GIVEN PROBLEM >> Write each line out again exactly as written.
========
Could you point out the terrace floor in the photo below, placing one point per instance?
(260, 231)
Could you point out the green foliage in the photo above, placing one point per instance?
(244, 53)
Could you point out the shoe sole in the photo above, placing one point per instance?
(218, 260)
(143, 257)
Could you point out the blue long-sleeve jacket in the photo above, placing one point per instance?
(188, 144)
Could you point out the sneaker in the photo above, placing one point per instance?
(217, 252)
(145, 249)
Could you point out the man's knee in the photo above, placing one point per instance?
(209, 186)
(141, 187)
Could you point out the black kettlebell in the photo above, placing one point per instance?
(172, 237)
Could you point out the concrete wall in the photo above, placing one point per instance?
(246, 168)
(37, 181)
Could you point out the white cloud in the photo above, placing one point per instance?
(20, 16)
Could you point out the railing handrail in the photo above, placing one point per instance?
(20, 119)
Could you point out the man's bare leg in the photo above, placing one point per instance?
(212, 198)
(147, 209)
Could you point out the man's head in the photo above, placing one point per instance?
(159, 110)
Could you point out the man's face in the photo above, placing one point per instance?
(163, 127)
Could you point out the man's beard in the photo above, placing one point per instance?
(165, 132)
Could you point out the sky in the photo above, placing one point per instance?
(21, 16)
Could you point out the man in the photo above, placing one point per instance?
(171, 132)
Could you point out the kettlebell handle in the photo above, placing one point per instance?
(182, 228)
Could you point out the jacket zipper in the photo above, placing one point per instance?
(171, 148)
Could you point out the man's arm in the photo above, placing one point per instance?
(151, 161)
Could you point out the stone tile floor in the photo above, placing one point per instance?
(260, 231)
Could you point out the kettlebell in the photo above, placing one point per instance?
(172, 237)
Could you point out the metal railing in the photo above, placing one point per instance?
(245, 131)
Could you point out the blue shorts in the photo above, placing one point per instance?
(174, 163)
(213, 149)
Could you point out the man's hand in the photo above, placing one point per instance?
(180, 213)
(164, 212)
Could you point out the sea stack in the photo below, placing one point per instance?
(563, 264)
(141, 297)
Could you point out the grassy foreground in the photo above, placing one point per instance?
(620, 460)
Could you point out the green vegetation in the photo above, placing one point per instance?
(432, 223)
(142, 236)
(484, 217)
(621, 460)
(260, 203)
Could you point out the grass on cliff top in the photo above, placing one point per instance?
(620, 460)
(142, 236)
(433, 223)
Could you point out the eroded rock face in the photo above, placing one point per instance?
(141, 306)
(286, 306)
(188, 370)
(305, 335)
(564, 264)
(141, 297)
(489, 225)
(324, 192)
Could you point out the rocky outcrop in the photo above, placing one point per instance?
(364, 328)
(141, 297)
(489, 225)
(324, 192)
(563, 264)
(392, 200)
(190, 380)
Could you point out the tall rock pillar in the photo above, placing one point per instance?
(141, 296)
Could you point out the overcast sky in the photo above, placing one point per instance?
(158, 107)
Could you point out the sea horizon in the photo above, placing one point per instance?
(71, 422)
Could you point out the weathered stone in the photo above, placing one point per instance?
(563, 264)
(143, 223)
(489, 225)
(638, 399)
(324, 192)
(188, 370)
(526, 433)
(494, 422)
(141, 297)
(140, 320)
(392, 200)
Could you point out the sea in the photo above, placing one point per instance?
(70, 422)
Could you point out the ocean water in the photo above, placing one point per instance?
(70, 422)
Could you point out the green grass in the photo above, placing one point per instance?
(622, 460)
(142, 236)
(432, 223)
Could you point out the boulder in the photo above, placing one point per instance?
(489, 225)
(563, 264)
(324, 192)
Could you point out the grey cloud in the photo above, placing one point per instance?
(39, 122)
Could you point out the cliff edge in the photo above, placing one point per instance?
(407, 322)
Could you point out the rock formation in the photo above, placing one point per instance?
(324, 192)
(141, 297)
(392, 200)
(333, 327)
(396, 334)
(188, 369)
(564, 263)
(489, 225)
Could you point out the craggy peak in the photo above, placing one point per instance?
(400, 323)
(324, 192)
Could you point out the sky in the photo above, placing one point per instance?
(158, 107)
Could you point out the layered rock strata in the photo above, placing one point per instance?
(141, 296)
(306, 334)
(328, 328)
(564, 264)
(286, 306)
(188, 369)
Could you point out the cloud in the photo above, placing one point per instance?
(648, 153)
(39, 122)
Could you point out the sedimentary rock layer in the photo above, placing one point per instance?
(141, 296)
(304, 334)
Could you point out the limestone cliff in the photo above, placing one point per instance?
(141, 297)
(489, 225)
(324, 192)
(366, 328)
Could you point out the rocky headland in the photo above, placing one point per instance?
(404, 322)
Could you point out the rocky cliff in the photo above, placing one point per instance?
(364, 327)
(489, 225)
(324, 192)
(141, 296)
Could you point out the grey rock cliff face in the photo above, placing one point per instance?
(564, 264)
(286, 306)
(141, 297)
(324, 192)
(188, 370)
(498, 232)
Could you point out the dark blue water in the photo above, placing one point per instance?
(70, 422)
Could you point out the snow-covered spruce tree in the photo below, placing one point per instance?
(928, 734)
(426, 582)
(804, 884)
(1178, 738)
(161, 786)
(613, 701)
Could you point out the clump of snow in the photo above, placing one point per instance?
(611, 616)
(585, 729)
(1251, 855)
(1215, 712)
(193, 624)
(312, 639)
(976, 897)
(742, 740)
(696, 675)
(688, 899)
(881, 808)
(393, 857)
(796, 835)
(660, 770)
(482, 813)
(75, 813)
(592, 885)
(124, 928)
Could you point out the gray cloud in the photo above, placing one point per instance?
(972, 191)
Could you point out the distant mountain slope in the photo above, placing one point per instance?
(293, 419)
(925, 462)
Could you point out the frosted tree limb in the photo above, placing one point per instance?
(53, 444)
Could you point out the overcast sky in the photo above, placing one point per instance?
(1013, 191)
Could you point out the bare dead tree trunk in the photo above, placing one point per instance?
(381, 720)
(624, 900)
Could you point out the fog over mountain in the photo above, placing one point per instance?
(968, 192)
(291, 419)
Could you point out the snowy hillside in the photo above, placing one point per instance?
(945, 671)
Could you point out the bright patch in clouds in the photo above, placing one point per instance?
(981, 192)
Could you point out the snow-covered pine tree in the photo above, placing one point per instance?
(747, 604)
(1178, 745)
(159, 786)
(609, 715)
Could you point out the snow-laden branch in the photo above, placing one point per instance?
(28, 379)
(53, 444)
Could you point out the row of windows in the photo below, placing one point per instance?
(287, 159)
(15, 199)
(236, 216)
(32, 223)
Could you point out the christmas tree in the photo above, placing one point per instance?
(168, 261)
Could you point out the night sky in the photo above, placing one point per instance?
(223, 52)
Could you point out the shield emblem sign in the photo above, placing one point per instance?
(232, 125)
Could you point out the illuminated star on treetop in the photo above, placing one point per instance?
========
FULL RESPONSE >>
Could you point out the terrace floor in the photo below, placing one point per instance?
(260, 231)
Could you point out the green foliage in the photo above, placing one point per instance?
(244, 53)
Could you point out the shoe sole in the photo above, placing one point per instance?
(218, 260)
(143, 257)
Could you point out the blue long-sleeve jacket in the photo above, placing one point per instance?
(188, 144)
Could you point out the sneaker in the photo above, placing one point per instance?
(217, 252)
(145, 249)
Could you point out the man's knee in the photo above, placing one point per instance?
(209, 186)
(141, 187)
Could you point out the black kettlebell in the photo above, placing one point per instance?
(172, 237)
Could you point out the concrete wall in the photo above, placing one point per instance?
(246, 168)
(37, 181)
Could you point out the white cloud in the photo above, placing one point per instance?
(20, 16)
Could you point out the railing handrail in the photo above, placing one point per instance?
(20, 119)
Could you point out the man's bare leg in the photo above, placing one point per instance?
(212, 198)
(147, 209)
Could you point out the man's head in the photo above, placing one point per instance?
(159, 110)
Could you point out the man's face in the photo above, placing one point per instance?
(163, 127)
Could you point out the man's beard in the photo above, placing one point per instance?
(165, 132)
Could you point out the sky in the photo above, placing one point per instance?
(21, 16)
Could you point out the man in the photo above, placing one point per instance?
(171, 132)
Could you point out the kettlebell handle in the photo above, placing one point per instance?
(182, 228)
Could you point out the jacket zipper in the photo above, placing one point per instance?
(171, 148)
Could you point out the man's arm in the photo above, placing one point per instance?
(151, 161)
Could you point out the stone tile floor in the photo above, placing one point per instance?
(260, 231)
Could you point out the kettlebell in the photo above, placing one point per instance?
(172, 237)
Could you point out the metal railing in the photo above, placing one point per instance?
(245, 131)
Could you point out the blue shorts in the photo above, placing one point per instance?
(174, 163)
(213, 149)
Could you point out the man's hand in the photo above, placing one point per instance?
(180, 213)
(164, 212)
Could you point out the sea stack in the photo below, placing one point per instance?
(563, 264)
(141, 297)
Could you point out the grassy foreground in the photo above, placing one point per instance?
(620, 460)
Could you point out the green vegetation in the photo above, placing one point per instance?
(432, 223)
(142, 236)
(484, 217)
(621, 460)
(260, 203)
Could you point out the grass on cliff top in the photo above, placing one point per instance?
(620, 460)
(142, 236)
(433, 223)
Could you point out the eroded rock face in the photo above, placing one point per instance?
(141, 306)
(286, 306)
(188, 370)
(305, 335)
(564, 264)
(141, 297)
(489, 225)
(324, 192)
Could you point out the rocky outcrop in the photo above, placing one point per instance?
(364, 328)
(141, 297)
(489, 225)
(324, 192)
(563, 264)
(392, 200)
(190, 380)
Could you point out the tall rock pillar in the photo above, placing one point per instance?
(141, 296)
Could you point out the overcast sky in the photo above, placing one point per instance?
(158, 107)
Could you point out the sea horizon in the photo above, placing one point per instance?
(71, 422)
Could you point out the weathered stone in the photo above, placing one point per instance?
(563, 264)
(143, 223)
(489, 225)
(638, 399)
(324, 192)
(188, 370)
(526, 433)
(494, 422)
(141, 297)
(140, 320)
(392, 200)
Could you point out the sea in the photo above, placing one point per instance?
(70, 422)
Could you point out the ocean water in the photo above, placing one point per instance?
(70, 422)
Could you point out the green grass in the photo above, placing one point per instance?
(622, 460)
(142, 236)
(432, 223)
Could you point out the boulder in the photo above, placing one point per instance?
(489, 225)
(563, 264)
(324, 192)
Could you point out the grey cloud in the photo above, placing one point per instance?
(39, 122)
Could you point out the cliff edge in the photo above, placing one point per instance?
(407, 322)
Could you point out the rock formation in the photo above, placing one point per instance?
(324, 192)
(141, 297)
(392, 200)
(333, 327)
(396, 334)
(188, 369)
(564, 263)
(489, 225)
Could you point out the craggy peak in the photo above, placing one point per instance?
(400, 323)
(324, 192)
Could you point out the sky in the photo above, placing one point per instance?
(158, 107)
Could you point out the layered rock strata in the photo above, placing one point per instance?
(141, 296)
(306, 334)
(328, 328)
(564, 264)
(286, 306)
(188, 369)
Could you point out the cloud in the photo above, placing one point per instance?
(648, 153)
(39, 122)
Could you point out the sedimentary rock layer in the photo above, placing one point per instance?
(141, 296)
(304, 334)
Could you point out the limestone cliff in the photo above, placing one point per instance?
(141, 297)
(489, 225)
(324, 192)
(366, 328)
Could you point out the rocky headland in the photo above, placing one point per instance?
(404, 322)
Could you point out the rocky cliff in the photo above, placing one point per instance?
(364, 327)
(489, 225)
(324, 192)
(141, 296)
Could you point out the grey rock cliff face in the photo above, placing one point per instance?
(564, 264)
(286, 306)
(141, 297)
(324, 192)
(188, 370)
(498, 232)
Could you point out the dark blue water in the photo above, placing one point per instance?
(70, 422)
Could you point out the snow-covered spruce tree in the photo below, placing one point per instance?
(928, 734)
(426, 582)
(804, 884)
(1178, 738)
(161, 786)
(613, 701)
Could you point out the clump of snow in the photo above, placing one point per instance?
(611, 616)
(585, 729)
(1251, 855)
(1215, 712)
(193, 624)
(312, 639)
(976, 897)
(742, 740)
(696, 675)
(688, 899)
(881, 808)
(393, 857)
(796, 835)
(660, 770)
(482, 813)
(75, 813)
(592, 885)
(124, 928)
Could you point out the gray cloud in the photo above, placing one point per instance?
(972, 191)
Could you point out the distant mountain slope in the photo above, placing one point per instance?
(293, 419)
(925, 462)
Could you point out the frosted tree limb in the photo above, placing one point per instance?
(53, 444)
Could you point out the overcast sky in the photo above, placing one point per instance?
(1013, 191)
Could you point out the bare dead tree trunk in the photo above, placing one point per instance?
(381, 720)
(624, 900)
Could you point out the fog over mountain in the photo above, placing one point per instance?
(968, 192)
(291, 419)
Could you point out the snowy hillside in the photo above, placing one point per instance?
(945, 671)
Could you point out the bright patch in clouds in the photo above, placing one point per instance?
(981, 192)
Could you point out the snow-covered pine tree in the photo above, placing one point per instance?
(747, 604)
(1178, 745)
(159, 786)
(609, 715)
Could you point out the snow-laden branch in the photo above, placing one point per instance?
(28, 379)
(53, 444)
Could you point out the row of windows in the photo below, placing one point per instance?
(287, 159)
(15, 199)
(236, 216)
(32, 223)
Could you point out the christmas tree in the photo above, placing one point per instance?
(168, 261)
Could you point out the night sky in the photo above, placing one point per instance?
(223, 52)
Could you point out the shield emblem sign in the photo above, placing one point per instance?
(232, 125)
Could you point out the illuminated star on treetop in the photo above, placing one point per instance?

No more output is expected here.